◆ Texto extraído:
Mesmo face à ciência, que não raro tende a negar o facto da ressurreição, o Papa responde com esta admirável clarividência: «naturalmente que não pode haver contradição com aquilo que constitui um claro dado científico. É certo que, nos testemunhos sobre a ressurreição, se fala de algo que não ocorre no mundo da nossa experiência. Fala-se de algo novo que, até então, era único: fala-se de uma nova dimensão da realidade que se manifesta» .
O acontecimento da ressurreição, para além da experiência íntima (a via mística) a que tantos chegaram, provem-nos essencialmente pelo testemunho apostólico. De modo particular os Actos dos Apóstolos e as cartas do Novo Testamento patenteiam-nos este testemunho singular. Mas é ainda o Papa Bento XVI quem nos ajuda a clarificar algumas impressões do encontro dos discípulos com o Ressuscitado, permitindo-nos perceber quem Ele é e qual a natureza desse encontro. Diz-nos o Papa que Jesus não é alguém que voltou à vida biológica normal e que depois teve de morrer novamente; tão pouco é um fantasma (um «espírito»), ou seja, alguém que pertencendo ao mundo dos mortos se manifesta no mundo dos vivos; de igual modo, a experiência do ressuscitado não se confunde com as experiências místicas, marcadas por «uma superação momentânea do âmbito da alma e das suas faculdades de percepção» . «A ressurreição – diz o Papa - é um acontecimento dentro da história, que, todavia, rompe o âmbito da história e a ultrapassa. (…) Sem dúvida, a própria matéria é transformada num novo género de realidade. Agora, o Homem Jesus, precisamente com o seu próprio corpo, pertence totalmente á esfera do divino, do eterno» .

◆ O seu objetivo:
Indique se cada afirmação concorda com o texto sobre a ressurreição, respondendo sim ou não e citando as palavras do texto que decidem. (a) Segundo o Papa, Jesus ressuscitado é um fantasma. (b) O acontecimento da ressurreição chega-nos essencialmente pelo testemunho apostólico. (c) O Papa admite que pode haver contradição com um claro dado científico.

◆ Material fornecido:
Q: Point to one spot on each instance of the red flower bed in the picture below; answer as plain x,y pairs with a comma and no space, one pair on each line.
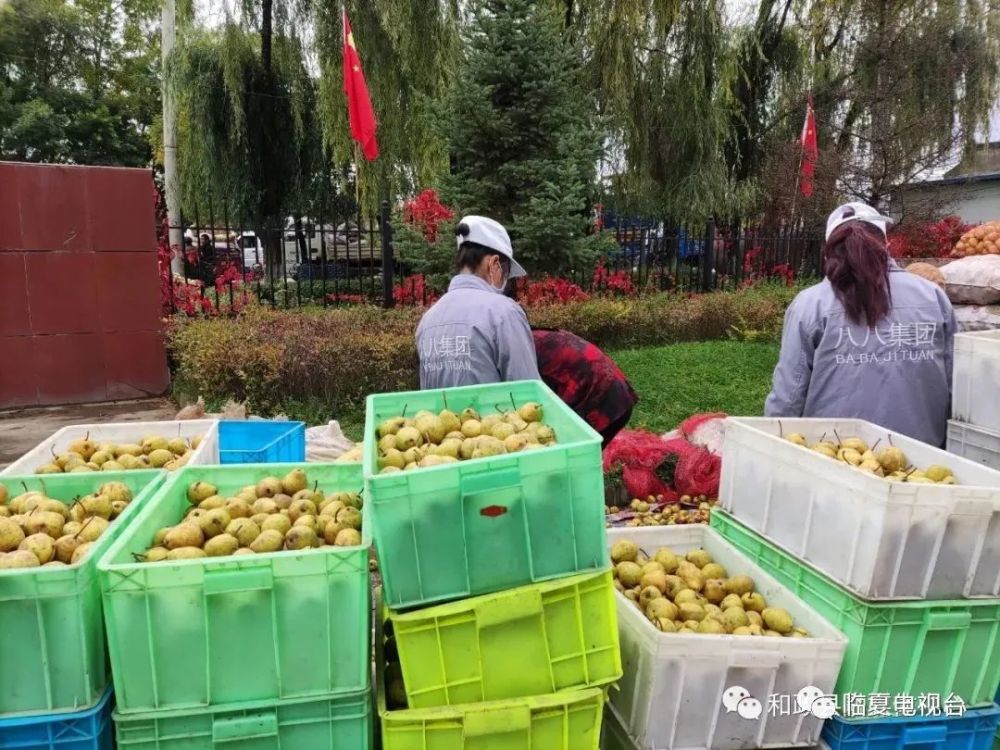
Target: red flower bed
926,239
426,212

◆ Resposta ao problema:
(a) Não: "tão pouco é um fantasma (um «espírito»)".
(b) Sim: "provem-nos essencialmente pelo testemunho apostólico".
(c) Não: "naturalmente que não pode haver contradição com aquilo que constitui um claro dado científico".